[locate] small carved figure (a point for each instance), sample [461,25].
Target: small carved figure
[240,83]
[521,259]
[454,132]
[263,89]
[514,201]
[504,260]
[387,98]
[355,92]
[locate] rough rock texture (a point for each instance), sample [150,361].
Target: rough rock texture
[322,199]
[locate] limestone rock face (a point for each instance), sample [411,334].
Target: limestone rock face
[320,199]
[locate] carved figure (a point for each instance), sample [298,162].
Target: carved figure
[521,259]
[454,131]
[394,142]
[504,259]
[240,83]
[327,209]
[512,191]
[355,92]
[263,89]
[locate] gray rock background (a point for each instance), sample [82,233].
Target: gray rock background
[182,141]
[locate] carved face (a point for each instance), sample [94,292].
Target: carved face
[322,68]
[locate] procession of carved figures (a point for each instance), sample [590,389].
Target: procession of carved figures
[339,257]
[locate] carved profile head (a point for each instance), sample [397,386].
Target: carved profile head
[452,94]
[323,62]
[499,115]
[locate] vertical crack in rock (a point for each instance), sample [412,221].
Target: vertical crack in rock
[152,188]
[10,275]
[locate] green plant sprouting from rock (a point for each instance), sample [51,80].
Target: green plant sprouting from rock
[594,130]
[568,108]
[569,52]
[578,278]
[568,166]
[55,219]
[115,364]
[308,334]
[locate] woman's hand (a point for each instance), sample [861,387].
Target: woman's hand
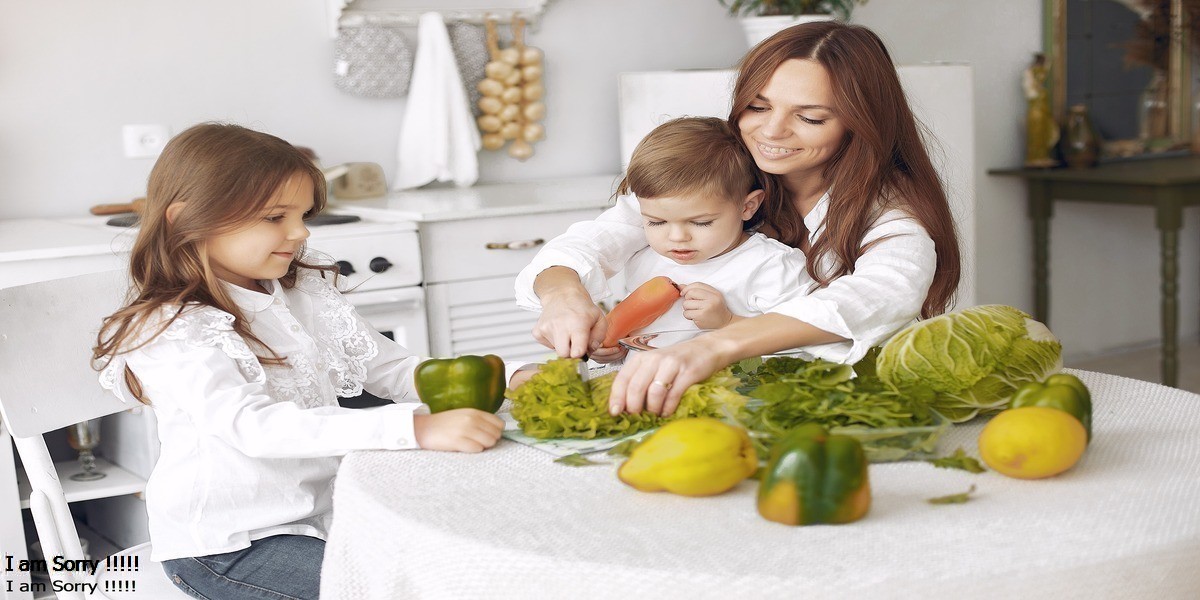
[705,306]
[462,430]
[655,381]
[570,323]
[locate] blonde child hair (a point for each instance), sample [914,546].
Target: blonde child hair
[225,175]
[690,154]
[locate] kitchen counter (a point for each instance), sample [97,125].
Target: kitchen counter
[486,199]
[30,239]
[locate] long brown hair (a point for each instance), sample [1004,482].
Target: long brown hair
[225,175]
[882,162]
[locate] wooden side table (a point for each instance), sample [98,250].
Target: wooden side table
[1169,185]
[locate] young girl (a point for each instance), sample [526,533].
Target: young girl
[241,348]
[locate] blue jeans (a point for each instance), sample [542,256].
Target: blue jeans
[277,568]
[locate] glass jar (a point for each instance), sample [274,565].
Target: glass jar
[1081,144]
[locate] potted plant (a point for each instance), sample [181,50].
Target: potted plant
[761,18]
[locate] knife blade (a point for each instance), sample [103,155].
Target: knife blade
[585,375]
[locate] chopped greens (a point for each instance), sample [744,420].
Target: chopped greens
[954,498]
[555,403]
[787,391]
[959,460]
[624,448]
[577,460]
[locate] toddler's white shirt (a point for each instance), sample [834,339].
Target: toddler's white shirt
[250,450]
[885,292]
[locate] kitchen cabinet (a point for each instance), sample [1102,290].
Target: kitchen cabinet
[474,240]
[471,267]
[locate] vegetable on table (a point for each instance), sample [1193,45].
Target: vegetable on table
[700,456]
[972,360]
[555,403]
[649,301]
[1032,442]
[787,391]
[1063,391]
[463,382]
[815,478]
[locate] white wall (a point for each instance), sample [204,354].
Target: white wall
[1103,259]
[72,72]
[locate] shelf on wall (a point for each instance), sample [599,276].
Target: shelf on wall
[117,483]
[408,12]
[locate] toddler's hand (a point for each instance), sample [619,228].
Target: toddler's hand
[705,306]
[606,355]
[462,430]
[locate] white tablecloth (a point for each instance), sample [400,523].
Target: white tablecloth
[509,522]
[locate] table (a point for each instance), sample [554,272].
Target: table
[1169,185]
[509,522]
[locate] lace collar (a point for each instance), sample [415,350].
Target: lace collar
[250,301]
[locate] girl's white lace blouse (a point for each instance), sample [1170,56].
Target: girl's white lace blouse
[251,450]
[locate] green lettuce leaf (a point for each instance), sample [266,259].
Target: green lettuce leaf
[553,403]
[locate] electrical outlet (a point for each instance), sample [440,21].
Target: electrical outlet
[144,141]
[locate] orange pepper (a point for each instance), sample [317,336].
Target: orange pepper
[649,301]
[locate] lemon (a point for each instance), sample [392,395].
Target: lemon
[1032,442]
[699,456]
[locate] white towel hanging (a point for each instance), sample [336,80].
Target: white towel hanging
[438,138]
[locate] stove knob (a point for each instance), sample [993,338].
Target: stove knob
[379,264]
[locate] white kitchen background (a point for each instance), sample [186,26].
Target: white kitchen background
[73,72]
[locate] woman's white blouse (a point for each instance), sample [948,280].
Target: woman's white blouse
[883,293]
[250,450]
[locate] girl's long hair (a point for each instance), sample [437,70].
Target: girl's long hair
[882,162]
[225,175]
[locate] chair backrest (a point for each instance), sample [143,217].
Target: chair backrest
[47,331]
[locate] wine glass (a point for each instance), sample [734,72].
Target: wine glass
[84,437]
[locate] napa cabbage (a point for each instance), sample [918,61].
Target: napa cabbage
[972,360]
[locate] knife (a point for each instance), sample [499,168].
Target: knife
[585,375]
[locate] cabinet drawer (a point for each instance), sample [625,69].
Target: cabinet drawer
[489,247]
[479,317]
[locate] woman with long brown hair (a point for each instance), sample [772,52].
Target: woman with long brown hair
[849,181]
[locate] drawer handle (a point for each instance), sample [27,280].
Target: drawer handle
[515,245]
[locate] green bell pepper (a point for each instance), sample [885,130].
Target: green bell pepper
[465,382]
[814,478]
[1062,391]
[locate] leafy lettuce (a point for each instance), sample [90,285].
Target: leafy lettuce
[553,403]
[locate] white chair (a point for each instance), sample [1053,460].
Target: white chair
[47,383]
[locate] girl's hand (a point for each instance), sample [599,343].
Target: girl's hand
[657,379]
[570,323]
[462,430]
[705,306]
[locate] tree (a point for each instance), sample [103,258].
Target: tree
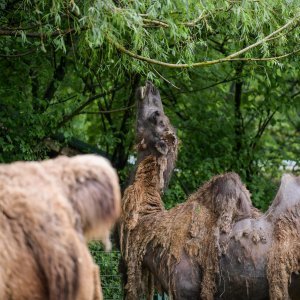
[227,69]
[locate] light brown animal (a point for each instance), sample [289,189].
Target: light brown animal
[48,211]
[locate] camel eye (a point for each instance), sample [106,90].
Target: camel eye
[161,124]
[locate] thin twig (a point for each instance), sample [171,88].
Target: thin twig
[106,111]
[9,32]
[18,54]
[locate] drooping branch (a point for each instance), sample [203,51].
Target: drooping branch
[83,105]
[229,58]
[14,32]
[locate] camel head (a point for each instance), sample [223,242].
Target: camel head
[154,133]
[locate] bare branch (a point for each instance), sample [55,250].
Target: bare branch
[231,57]
[13,32]
[15,55]
[106,111]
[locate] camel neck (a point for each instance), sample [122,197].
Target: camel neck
[150,172]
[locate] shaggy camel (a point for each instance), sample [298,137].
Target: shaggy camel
[47,212]
[216,245]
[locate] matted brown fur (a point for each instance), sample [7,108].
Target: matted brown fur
[192,227]
[47,211]
[284,255]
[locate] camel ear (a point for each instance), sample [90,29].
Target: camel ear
[162,147]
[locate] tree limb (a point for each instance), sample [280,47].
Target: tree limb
[229,58]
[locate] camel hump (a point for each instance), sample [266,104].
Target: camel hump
[226,194]
[287,196]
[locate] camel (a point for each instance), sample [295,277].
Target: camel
[216,245]
[48,211]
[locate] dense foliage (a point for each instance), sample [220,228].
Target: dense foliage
[228,72]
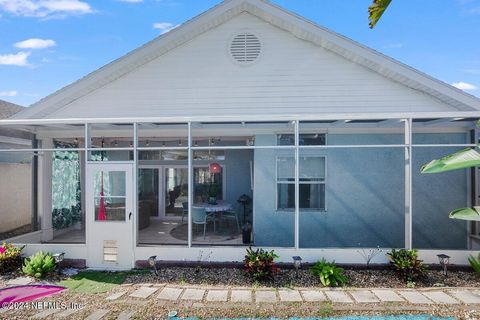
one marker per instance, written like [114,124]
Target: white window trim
[290,210]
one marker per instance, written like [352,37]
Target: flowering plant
[10,257]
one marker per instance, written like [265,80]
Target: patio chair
[200,216]
[232,214]
[185,210]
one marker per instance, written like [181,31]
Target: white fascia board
[249,118]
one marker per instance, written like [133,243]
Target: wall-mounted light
[58,257]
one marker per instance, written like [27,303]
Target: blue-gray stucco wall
[365,197]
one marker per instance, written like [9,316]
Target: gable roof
[275,15]
[8,109]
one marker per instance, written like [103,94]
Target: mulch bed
[358,278]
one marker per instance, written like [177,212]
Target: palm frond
[376,10]
[469,214]
[467,158]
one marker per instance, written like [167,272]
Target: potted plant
[212,193]
[10,258]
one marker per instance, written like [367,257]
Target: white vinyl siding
[291,76]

WHAT IS NEEDED = In your copy of the entries above, leave out the pictures and keep every word exact.

FINISHED EXERCISE =
[locate] small carved figure (a point for each instance), sample [461,25].
Target: small carved figure
[240,83]
[521,259]
[454,132]
[263,89]
[514,201]
[504,260]
[387,98]
[355,92]
[locate] rough rock texture (a point for each instance), sample [150,361].
Target: rough rock texture
[322,199]
[locate] limestone rock face (a point for each instance), sample [411,334].
Target: limestone rock face
[320,199]
[locate] carved figure (a point for each instance), sample [298,162].
Target: carved figure
[521,259]
[454,131]
[394,142]
[504,259]
[240,83]
[327,209]
[512,191]
[355,92]
[263,89]
[locate] gray rock background (a point for each instance), sample [82,233].
Target: gray rock background
[182,141]
[locate] carved face (a point for each instance), sample [94,292].
Target: carved face
[322,68]
[locate] procession of carved figures (a point for each instance), sample [590,389].
Target: procession of carved figures
[339,257]
[locate] carved profile head (a point for each instance), sample [397,386].
Target: carved profile head
[452,94]
[323,62]
[499,115]
[locate] vertical crack in rock (a point for each instance), sample [412,221].
Target: vertical crack in rock
[152,188]
[10,275]
[locate] green plant sprouting from rock (a point for each instance), sample [51,80].
Target: green plant sprouting from rock
[594,130]
[568,108]
[569,52]
[578,278]
[568,166]
[55,219]
[115,364]
[308,334]
[locate] woman's hand (a point for each instance), sample [861,387].
Target: woman's hand
[705,306]
[462,430]
[655,381]
[570,323]
[locate] blonde child hair (a point for each instance), sample [914,546].
Target: blonde child hair
[225,175]
[690,154]
[locate] kitchen counter (a point for each instance), sample [97,125].
Target: kitchen counter
[486,199]
[30,239]
[locate] long brown hair (a point for each instance), sample [1004,482].
Target: long brown hair
[225,175]
[882,162]
[locate] wooden side table (a point for each instance), sample [98,250].
Target: wooden side table
[1169,185]
[locate] young girl (a point for each instance), sample [526,533].
Target: young girl
[241,348]
[locate] blue jeans (a point for each instance), sample [542,256].
Target: blue jeans
[277,568]
[locate] glass jar (a point for each instance), sample [274,565].
Target: glass jar
[1081,144]
[locate] potted plant (a point for each instance), sample [181,50].
Target: potted plant
[761,18]
[locate] knife blade (a point for each instance), sample [103,155].
Target: knife blade
[585,375]
[locate] chopped greens (a point for each instance), sample [744,420].
Target: chopped greens
[954,498]
[555,403]
[787,391]
[959,460]
[624,448]
[577,460]
[locate] toddler's white shirt (a point for each instance), sample [834,339].
Target: toddler's white shirt
[250,450]
[885,292]
[locate] kitchen cabinet (a point for each instance), sample [1102,290].
Target: kitchen cabinet
[474,240]
[471,267]
[locate] vegetable on table (a point for each instance), sample [1193,45].
Target: vegetable on table
[700,456]
[972,360]
[555,403]
[649,301]
[1032,442]
[787,391]
[1063,391]
[463,382]
[815,478]
[locate] white wall (a point for each instance), sample [204,354].
Target: white wall
[1103,259]
[72,72]
[locate] shelf on wall (a point for each instance), sample [599,276].
Target: shelf on wall
[117,483]
[408,12]
[locate] toddler's hand (a point for each instance), sample [619,228].
Target: toddler's hand
[705,306]
[606,355]
[462,430]
[locate] white tablecloth (a point for each instance), sample [400,523].
Target: white tablecloth
[509,522]
[locate] table (a point for each instance), sample [554,272].
Target: table
[1169,185]
[509,522]
[locate] lace collar (a point for each instance), sample [415,350].
Target: lace collar
[250,301]
[locate] girl's white lace blouse (a point for each instance), sample [1170,56].
Target: girl's white lace blouse
[251,450]
[locate] green lettuce leaf (a point for each instance), sample [266,259].
Target: green lettuce leaf
[553,403]
[locate] electrical outlet (a point for each instance), sample [440,21].
Target: electrical outlet
[144,141]
[locate] orange pepper (a point for each instance), sample [317,336].
Target: orange pepper
[649,301]
[locate] lemon (a point for each instance), sample [392,395].
Target: lemon
[1032,442]
[699,456]
[locate] white towel hanging (a point for each instance), sample [336,80].
Target: white towel hanging
[438,138]
[locate] stove knob (a point for each instance), sample [993,338].
Target: stove knob
[379,264]
[locate] white kitchen background (a point for each instance), sample [186,26].
Target: white kitchen background
[73,72]
[locate] woman's white blouse (a point for each instance), sample [948,280].
Target: woman's white blouse
[883,293]
[250,450]
[locate] girl's long hair (a point for each instance), sample [437,70].
Target: girl's long hair
[882,162]
[225,175]
[locate] chair backrest (a point for each instance), sample [143,217].
Target: chair backrest
[47,331]
[locate] wine glass (a point for each instance), sample [734,72].
Target: wine glass
[84,437]
[locate] napa cabbage (a point for each instance), sample [918,61].
Target: napa cabbage
[972,360]
[locate] knife (a point for each instance), sample [499,168].
Target: knife
[585,375]
[locate] cabinet drawer (a point for each instance), sample [625,69].
Target: cabinet drawer
[489,247]
[479,317]
[locate] woman with long brown hair (a point for each instance), sample [772,52].
Target: woman with long brown hair
[849,181]
[locate] drawer handle (a point for each instance), sample [27,280].
Target: drawer handle
[515,245]
[locate] green bell pepper (a point for each instance), sample [885,130].
Target: green bell pepper
[465,382]
[814,478]
[1062,391]
[locate] leafy lettuce (a point for each instance), sample [90,285].
Target: leafy lettuce
[553,403]
[locate] white chair (a point for each instance), sample [1053,460].
Target: white chair
[47,383]
[locate] girl's hand (a point for each instance), sample [599,343].
Target: girl's hand
[657,379]
[570,323]
[462,430]
[705,306]
[locate] tree (a point for each instance), sample [103,258].
Target: tree
[227,69]
[locate] light brown animal (a point for each instance), sample [289,189].
Target: light brown animal
[48,211]
[locate] camel eye (a point for each instance), sample [106,90].
Target: camel eye
[161,124]
[locate] thin twig (a point for each instance), sample [171,88].
Target: thin twig
[106,111]
[9,32]
[18,54]
[locate] drooping branch (a point for each instance), sample [203,51].
Target: drooping branch
[83,105]
[229,58]
[14,32]
[locate] camel head (a point for each instance), sample [223,242].
Target: camel head
[154,133]
[locate] bare branch (a point for each instance), sample [55,250].
Target: bare branch
[231,57]
[13,32]
[15,55]
[106,111]
[locate] camel neck (a point for each instance), sample [122,197].
Target: camel neck
[150,172]
[locate] shaggy camel (a point for each instance), sample [298,137].
Target: shaggy camel
[47,212]
[216,245]
[locate] matted brown fur (a point for each instance), sample [7,108].
Target: matted brown fur
[192,227]
[47,211]
[284,255]
[locate] camel ear (a point for each instance), sample [90,29].
Target: camel ear
[162,147]
[locate] tree limb (a point for each instance), sample [280,47].
Target: tree limb
[229,58]
[locate] camel hump (a point for each instance), sample [266,104].
Target: camel hump
[226,194]
[287,196]
[locate] camel (a point for each instance), sample [295,277].
Target: camel
[216,245]
[48,211]
[locate] dense foliage (a point for each instance), sample [220,228].
Target: dense foliage
[228,72]
one marker per instance, written like [114,124]
Target: white window trim
[290,210]
one marker per instance, written like [352,37]
Target: flowering plant
[10,257]
one marker per instance, written like [265,80]
Target: patio chair
[200,216]
[232,214]
[185,210]
one marker per instance, written like [181,31]
Target: white fascia board
[249,118]
one marker per instance, written like [133,243]
Target: wall-mounted light
[58,257]
one marker per instance, written like [27,303]
Target: blue-gray stucco wall
[365,197]
one marker per instance, written like [9,316]
Target: gable roof
[275,15]
[8,109]
one marker per instance, written like [103,94]
Target: mulch bed
[358,278]
one marker per instance, written like [177,212]
Target: palm frond
[376,10]
[469,214]
[467,158]
one marker per instance, written like [167,272]
Target: potted plant
[212,193]
[10,258]
one marker per instance, written like [367,257]
Target: white vinyl siding
[291,76]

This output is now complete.